Could you copy out all of the data below word for word, leaving every line unchanged?
==========
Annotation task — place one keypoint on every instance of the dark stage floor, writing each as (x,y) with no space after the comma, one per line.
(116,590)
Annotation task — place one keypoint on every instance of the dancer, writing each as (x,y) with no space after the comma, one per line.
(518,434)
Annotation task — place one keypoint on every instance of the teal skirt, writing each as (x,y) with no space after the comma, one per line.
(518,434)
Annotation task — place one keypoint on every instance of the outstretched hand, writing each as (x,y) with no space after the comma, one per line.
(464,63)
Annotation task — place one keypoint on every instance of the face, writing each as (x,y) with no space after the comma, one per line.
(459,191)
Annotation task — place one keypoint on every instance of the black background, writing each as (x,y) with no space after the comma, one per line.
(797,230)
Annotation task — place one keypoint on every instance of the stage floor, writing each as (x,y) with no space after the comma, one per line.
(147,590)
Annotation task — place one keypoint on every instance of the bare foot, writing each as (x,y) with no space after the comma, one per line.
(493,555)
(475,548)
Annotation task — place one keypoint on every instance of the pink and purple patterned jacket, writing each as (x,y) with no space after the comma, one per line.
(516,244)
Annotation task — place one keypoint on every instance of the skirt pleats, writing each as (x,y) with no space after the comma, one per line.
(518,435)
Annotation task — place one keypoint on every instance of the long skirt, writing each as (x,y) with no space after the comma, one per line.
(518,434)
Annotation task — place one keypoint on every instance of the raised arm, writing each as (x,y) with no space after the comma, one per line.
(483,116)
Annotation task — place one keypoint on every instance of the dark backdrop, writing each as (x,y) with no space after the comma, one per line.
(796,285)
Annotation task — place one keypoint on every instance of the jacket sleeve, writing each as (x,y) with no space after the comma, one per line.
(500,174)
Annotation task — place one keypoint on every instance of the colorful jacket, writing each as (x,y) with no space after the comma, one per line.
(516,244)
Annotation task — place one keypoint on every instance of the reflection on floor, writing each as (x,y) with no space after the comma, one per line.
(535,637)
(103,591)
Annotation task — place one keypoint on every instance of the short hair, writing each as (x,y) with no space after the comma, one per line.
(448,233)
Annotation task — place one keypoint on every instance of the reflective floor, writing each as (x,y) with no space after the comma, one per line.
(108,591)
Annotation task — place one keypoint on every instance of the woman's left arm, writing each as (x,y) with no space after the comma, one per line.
==========
> Answer to the problem
Annotation task — place one keypoint on every instance of the dark stage floor, writing each as (x,y) with no space after the comma, one per line.
(116,590)
Annotation task — place one keypoint on every instance of the dancer, writing each as (x,y) with no space after the comma, one per line.
(518,434)
Annotation task — place one keypoint on every instance of the teal skirt, writing each as (x,y) with no space after the comma, one per line.
(518,434)
Annotation task — place one keypoint on every instance of the outstretched hand, writing each as (x,y) with no space after the comma, one per line.
(464,63)
Annotation task — place one keypoint on every instance of the face, writing each as (x,y) with no space after the comma, one per line.
(459,191)
Annotation task — place one keypoint on every instance of the black background, writing each as (x,y) with no space after the comma, one per line.
(797,230)
Annotation task — place one keypoint on every instance of the stage floor, writing each as (x,y) with no space after the comma, one per line.
(147,590)
Annotation task — place one keypoint on every instance of the bare foot, writing each as (x,y) with no space after the comma, one per line.
(493,555)
(475,548)
Annotation task — place one keypoint on every instance of the pink and purple patterned jacket, writing each as (x,y) with no space after the comma, one per line.
(516,244)
Annotation task — place one keypoint on every instance of the skirt pleats, writing each as (x,y) with no space after the comma, one per line.
(518,435)
Annotation task — place one keypoint on every instance of the long skirt, writing each as (x,y) with no space after the comma, one per line.
(518,434)
Annotation task — place one keypoint on every instance of the raised arm, writing each as (x,y) with no space after the comma, one per line.
(483,116)
Annotation task — place one keypoint on every instance of the dark backdrop, writing each as (x,y) with no space after the comma, one per line.
(796,285)
Annotation task — place one keypoint on every instance of the jacket sleeve, writing each as (x,y) with no space after the comma, one per line.
(500,174)
Annotation task — place one keypoint on every instance of the colorful jacket, writing each as (x,y) with no space after the comma, one per line.
(516,244)
Annotation task — place one keypoint on every instance of the reflection on floor, writing each as (x,y) with no space after the comma, one per line.
(535,637)
(103,591)
Annotation task — place one keypoint on every instance of the short hair, writing each as (x,y) with no space after the comma, one per line.
(448,233)
Annotation task — place one keypoint on every instance of the reflective floor, writing each as (x,y) with no space after the comma, one per line.
(108,591)
Annotation task — place one keypoint on every instance of the woman's left arm, writing each as (x,y) with no space after the comma, one per line.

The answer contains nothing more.